> Required work
Extend the article on making a string start and end with the same character, picking up right after its last line.

> Document

(begin)

Given a string str, the task is to make the string start and end at the same character with the minimum number of given operations. In a single operation, any character of the string can be removed. Note that the length of the resultant string must be greater than 1 and it is not possible then print -1.
Examples:
Input: str = “geeksforgeeks”
Output: 3
Remove the first and the last two characters
and the string becomes “eeksforgee”
Input: str = “abcda”
Output: 0
Approach: If the string needs to start and end at a character say ch then an optimal way is to remove all the characters before the first occurrence of ch and all the characters after the last occurrence of ch. Find the number of characters that need to be removed for every possible value of ch starting from ‘a’ to ‘z’ and choose the one with the minimum number of delete operations.
Below is the implementation of the above approach:
C++
#include <bits/stdc++.h>
using namespace std;
const int MAX = 26;
int minOperation(string str, int len)
{
int first[MAX], last[MAX];
for (int i = 0; i < MAX; i++) {
first[i] = -1;
last[i] = -1;
}
for (int i = 0; i < len; i++) {
int index = (str[i] - 'a');
if (first[index] == -1)
first[index] = i;
last[index] = i;
}
int minOp = -1;
for (int i = 0; i < MAX; i++) {
if (first[i] == -1 || first[i] == last[i])

(end)

> Data block
(begin)

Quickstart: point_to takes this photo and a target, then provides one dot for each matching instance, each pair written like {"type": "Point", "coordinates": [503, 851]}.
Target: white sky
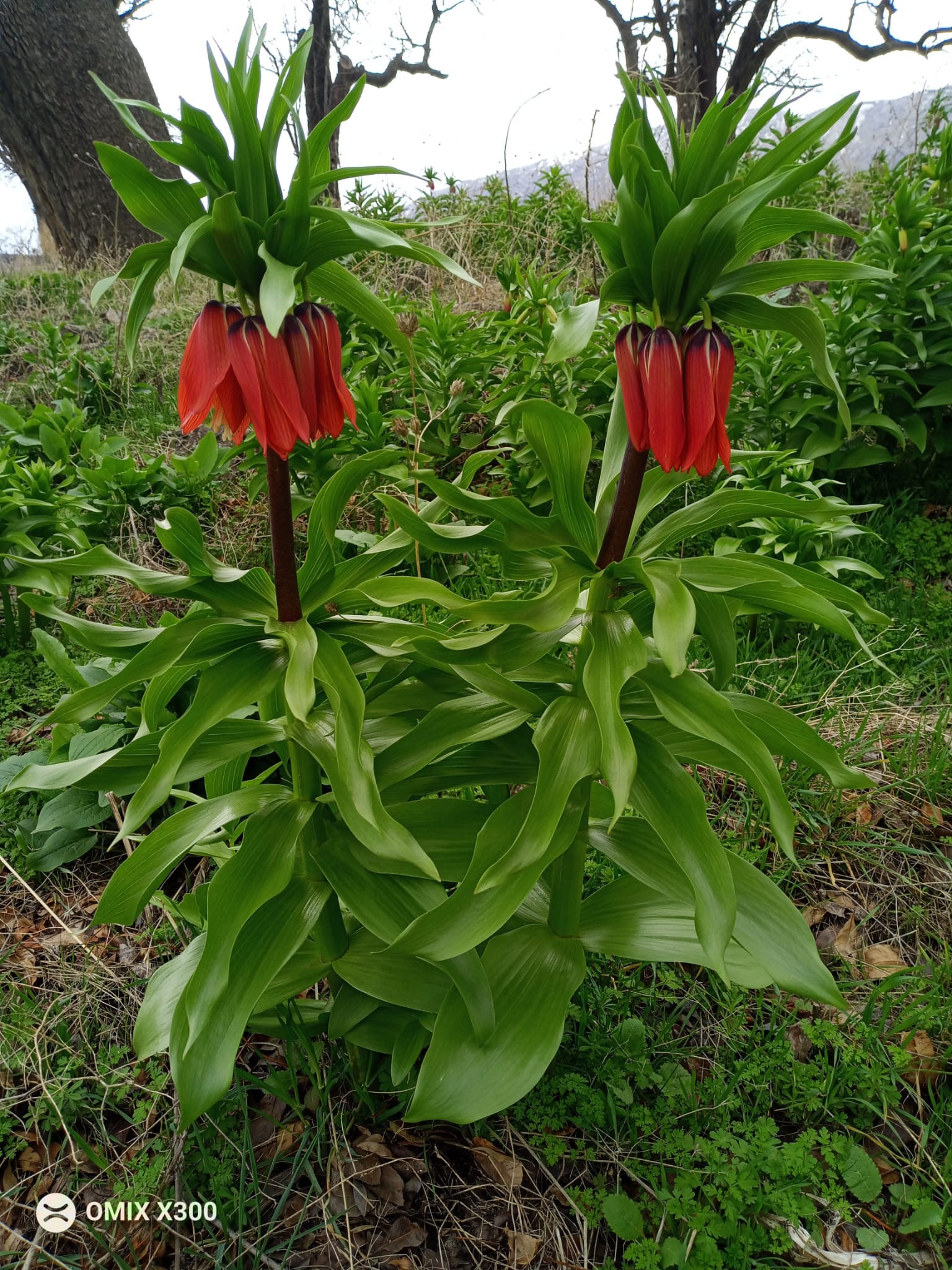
{"type": "Point", "coordinates": [496, 58]}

(end)

> Exercise response
continue;
int cnt = len - (last[i] - first[i] + 1);
if (minOp == -1 || cnt < minOp)
minOp = cnt;
}
return minOp;
}
int main()
{
string str = "abcda";
int len = str.length();
cout << minOperation(str, len);
return 0;
}
|
Java
class GFG
{
final static int MAX = 26;
static int minOperation(String str, int len)
{
int first[] = new int[MAX];
int last[] = new int[MAX];
for (int i = 0; i < MAX; i++)
{
first[i] = -1;
last[i] = -1;
}
for (int i = 0; i < len; i++)
{
int index = (str.charAt(i) - 'a');
if (first[index] == -1)
first[index] = i;
last[index] = i;
}
int minOp = -1;
for (int i = 0; i < MAX; i++)
{
if (first[i] == -1 ||
first[i] == last[i])
continue;
int cnt = len - (last[i] - first[i] + 1);
if (minOp == -1 || cnt < minOp)
minOp = cnt;
}
return minOp;
}
public static void main (String[] args)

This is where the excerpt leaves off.